* [Tasks for this exercise]
a: According to the COVID-19 editorial, what was Hong Kong's 28-day mortality rate in early 2020 among patients with severe or critical illness?
b: Write the next part of the COVID-19 editorial, picking up right after its last sentence.
** Provided text follows **
COVID-19 epidemic resulted in many remarkable changes to healthcare systems worldwide. It challenged clinical practices and public policy planning at the time with new and distinctive issues. In this editorial, five dimensions of the pandemic are discussed: clinical management, variant-driven shifts, protecting vulnerable populations, public awareness and behavioural changes, and healthcare innovation. These elements are essential to future public health responses because they can better prepare global healthcare systems to face other similar emergencies. This editorial provides a reflective overview of key COVID-19 insights published in the Hong Kong Medical Journal between 2020 and 2023, along with related literature, to highlight clinical, public health, and technological lessons learned during the pandemic.

COVID-19 has substantially reshaped medical care, population health initiatives, and social norms. In early 2020, Hong Kong experienced a 28-day mortality rate of 12.0% among patients with severe or critical illness.1 Key risk factors for mortality included advanced age, a history of stroke, use of renal replacement therapy, and shorter durations of lopinavir–ritonavir treatment.1 Given the lack of effective treatments and vaccines at the time, social distancing and self-isolation became essential containment strategies.2 3 However, these measures also led to long-term physical and psychological consequences, particularly among children.2 Cancer care was also affected: patients expressed concerns about delays in treatment development and a lack of information regarding COVID-19’s impact on their care.4 Many reported declines in physical, mental, and dietary health due to prolonged isolation.4 Similarly, patients with knee osteoarthritis experienced more severe symptoms and functional decline due to reduced access to care and prolonged inactivity during lockdowns.5

As the virus evolved, so did understanding of its clinical manifestations, public health implications, and the role of technology. The pandemic accelerated the development of artificial intelligence,6 whereas researchers investigated COVID-19’s diverse effects—from cutaneous symptoms and autoimmune responses,7 to the safety of healthcare workers.8 This article explores five interconnected dimensions of the pandemic: clinical management, variant-driven shifts, protection of vulnerable populations, public awareness and behavioural changes, and healthcare innovation.

The COVID-19 challenged conventional clinical management, particularly in severe and atypical cases. For instance, a patient with COVID-19 presented with severe abdominal and back pain and was diagnosed with a rare mycotic aortoiliac aneurysm caused by Salmonella typhimurium.9 Despite controversy surrounding endovascular stenting in septic conditions, it proved effective for this critically ill patient.10 In another example, an immunocompromised patient experiencing septic shock received high-dose intravenous N-acetylcysteine to manage an influenza-induced cytokine storm, highlighting the need for flexible treatment approaches, especially for those who were unvaccinated or immunocompromised.11 Unusual manifestations further complicated diagnosis and care. A 72-year-old woman developed adult-onset Still’s disease after receiving an mRNA vaccination, which resulted in myocarditis and cardiogenic shock.12 Another patient developed autoimmune myopathy post-infection, with persistent anti–Mi-2 antibodies.13 Additionally, there was an increase in cases of acute acquired esotropia—a rare form of strabismus—linked to excessive screen time during lockdowns.14 These cases underscore the importance of adaptability in clinical care and the need to recognise atypical presentations.
** End of Provided text **
** Dataset content follows **
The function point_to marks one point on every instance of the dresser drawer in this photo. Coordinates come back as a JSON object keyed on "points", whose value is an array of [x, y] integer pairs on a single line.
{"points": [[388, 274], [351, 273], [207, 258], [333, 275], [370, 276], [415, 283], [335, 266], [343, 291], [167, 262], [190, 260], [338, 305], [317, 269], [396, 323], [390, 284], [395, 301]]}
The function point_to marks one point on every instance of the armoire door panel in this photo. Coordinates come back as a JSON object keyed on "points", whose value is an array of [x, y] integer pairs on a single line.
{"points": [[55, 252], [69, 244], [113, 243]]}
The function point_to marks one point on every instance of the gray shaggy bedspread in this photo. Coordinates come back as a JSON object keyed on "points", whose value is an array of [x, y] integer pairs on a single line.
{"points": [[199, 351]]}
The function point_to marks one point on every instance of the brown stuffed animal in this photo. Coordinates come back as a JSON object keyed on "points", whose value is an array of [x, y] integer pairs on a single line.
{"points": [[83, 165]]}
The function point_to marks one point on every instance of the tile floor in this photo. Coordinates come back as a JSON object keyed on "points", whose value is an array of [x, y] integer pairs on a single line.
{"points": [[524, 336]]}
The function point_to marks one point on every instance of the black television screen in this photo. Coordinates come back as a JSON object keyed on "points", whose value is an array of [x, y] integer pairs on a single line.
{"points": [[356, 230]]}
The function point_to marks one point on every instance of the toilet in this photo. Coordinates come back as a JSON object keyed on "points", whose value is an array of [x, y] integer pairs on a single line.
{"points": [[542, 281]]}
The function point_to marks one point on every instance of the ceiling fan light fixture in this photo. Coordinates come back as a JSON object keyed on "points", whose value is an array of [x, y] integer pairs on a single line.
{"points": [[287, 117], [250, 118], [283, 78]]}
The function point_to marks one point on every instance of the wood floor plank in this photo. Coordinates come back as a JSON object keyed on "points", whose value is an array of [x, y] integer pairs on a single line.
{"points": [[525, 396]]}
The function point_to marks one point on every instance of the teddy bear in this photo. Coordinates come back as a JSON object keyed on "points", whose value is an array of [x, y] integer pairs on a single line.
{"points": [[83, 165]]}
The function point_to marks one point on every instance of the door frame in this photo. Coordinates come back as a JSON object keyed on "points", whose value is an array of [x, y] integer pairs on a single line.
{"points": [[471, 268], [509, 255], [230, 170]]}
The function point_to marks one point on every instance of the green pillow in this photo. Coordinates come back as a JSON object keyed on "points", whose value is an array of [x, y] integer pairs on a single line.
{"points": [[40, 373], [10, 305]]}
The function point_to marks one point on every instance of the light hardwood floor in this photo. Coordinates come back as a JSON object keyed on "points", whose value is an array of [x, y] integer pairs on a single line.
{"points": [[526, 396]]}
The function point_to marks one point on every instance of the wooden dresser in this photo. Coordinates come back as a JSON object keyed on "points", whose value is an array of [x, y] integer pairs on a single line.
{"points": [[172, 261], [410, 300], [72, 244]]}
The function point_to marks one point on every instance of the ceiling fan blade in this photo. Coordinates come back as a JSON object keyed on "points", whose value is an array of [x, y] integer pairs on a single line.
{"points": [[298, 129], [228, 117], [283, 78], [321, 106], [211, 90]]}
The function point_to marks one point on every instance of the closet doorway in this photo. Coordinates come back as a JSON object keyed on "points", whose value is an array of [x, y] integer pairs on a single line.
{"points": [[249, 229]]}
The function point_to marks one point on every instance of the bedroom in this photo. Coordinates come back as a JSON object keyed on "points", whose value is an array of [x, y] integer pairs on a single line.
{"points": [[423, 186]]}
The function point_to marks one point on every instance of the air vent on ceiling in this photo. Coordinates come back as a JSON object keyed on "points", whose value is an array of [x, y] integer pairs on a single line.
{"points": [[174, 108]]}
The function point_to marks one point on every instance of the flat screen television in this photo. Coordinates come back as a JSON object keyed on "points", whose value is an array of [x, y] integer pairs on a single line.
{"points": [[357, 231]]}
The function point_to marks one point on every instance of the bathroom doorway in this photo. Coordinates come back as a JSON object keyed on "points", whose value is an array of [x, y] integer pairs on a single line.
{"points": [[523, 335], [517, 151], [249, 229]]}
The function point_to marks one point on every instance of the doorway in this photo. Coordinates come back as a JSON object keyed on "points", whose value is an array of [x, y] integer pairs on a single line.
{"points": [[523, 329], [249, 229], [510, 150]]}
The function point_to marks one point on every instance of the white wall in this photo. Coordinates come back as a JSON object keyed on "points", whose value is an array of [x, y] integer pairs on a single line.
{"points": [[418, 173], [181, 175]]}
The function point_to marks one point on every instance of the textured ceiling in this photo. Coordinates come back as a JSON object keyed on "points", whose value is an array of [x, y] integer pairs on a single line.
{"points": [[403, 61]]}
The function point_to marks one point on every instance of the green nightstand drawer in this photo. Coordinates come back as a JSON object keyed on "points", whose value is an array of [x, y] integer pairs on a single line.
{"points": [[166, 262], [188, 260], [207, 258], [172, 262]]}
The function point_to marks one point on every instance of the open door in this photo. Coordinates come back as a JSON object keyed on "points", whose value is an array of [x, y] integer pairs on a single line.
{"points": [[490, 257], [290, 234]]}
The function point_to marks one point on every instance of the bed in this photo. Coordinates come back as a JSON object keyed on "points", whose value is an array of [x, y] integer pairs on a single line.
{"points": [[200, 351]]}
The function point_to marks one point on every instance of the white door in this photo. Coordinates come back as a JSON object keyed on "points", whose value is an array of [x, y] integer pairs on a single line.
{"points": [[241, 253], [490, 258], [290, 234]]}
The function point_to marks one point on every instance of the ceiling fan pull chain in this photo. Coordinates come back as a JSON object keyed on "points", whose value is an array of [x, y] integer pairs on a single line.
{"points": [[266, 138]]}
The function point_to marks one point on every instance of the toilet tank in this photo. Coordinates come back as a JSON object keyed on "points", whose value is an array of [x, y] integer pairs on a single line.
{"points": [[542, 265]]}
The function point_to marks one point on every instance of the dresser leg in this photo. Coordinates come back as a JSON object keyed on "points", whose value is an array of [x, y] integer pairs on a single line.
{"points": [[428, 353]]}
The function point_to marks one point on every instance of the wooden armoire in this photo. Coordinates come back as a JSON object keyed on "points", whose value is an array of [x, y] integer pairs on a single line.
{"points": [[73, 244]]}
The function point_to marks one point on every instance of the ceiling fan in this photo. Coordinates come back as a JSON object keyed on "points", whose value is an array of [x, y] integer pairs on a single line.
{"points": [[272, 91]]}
** End of Dataset content **
* [Results for each task]
a: 12.0%

b:
As the virus evolved, its impact on different populations also changed, prompting a shift in the focus of public health. After the Omicron variant emerged, clinical and public health responses shifted, marking a critical point in the pandemic. The new variant was associated with more serious paediatric cases of croup and a broader range of co-morbidities. As a result, caregiver stress increased and healthcare supplies were strained.15 To meet the challenges posed by the new variant, hospitals had to refine their facilities, such as nebulisation units. Public health initiatives adapted to the evolving circumstances. During Hong Kong’s fifth wave of COVID-19, mortality rates were high among peritoneal dialysis patients, a situation attributed to low vaccination coverage and poor adherence to safety measures, including handwashing, mask-wearing, and social distancing.16 These high mortality rates emphasised the importance of basic hygiene practices, as well as the necessity of targeted vaccination campaigns. Shenzhen’s municipal government implemented targeted interventions by closing schools and encouraging remote work to prevent transmission.17 These measures, in combination with nucleic acid testing and optimised screening schemes, played a key role in the early identification and containment of cases. Understanding the transmission dynamics of Omicron is important for public health policies, which would enable timely protection of vulnerable populations and the development of tailored strategies to promote vaccinations.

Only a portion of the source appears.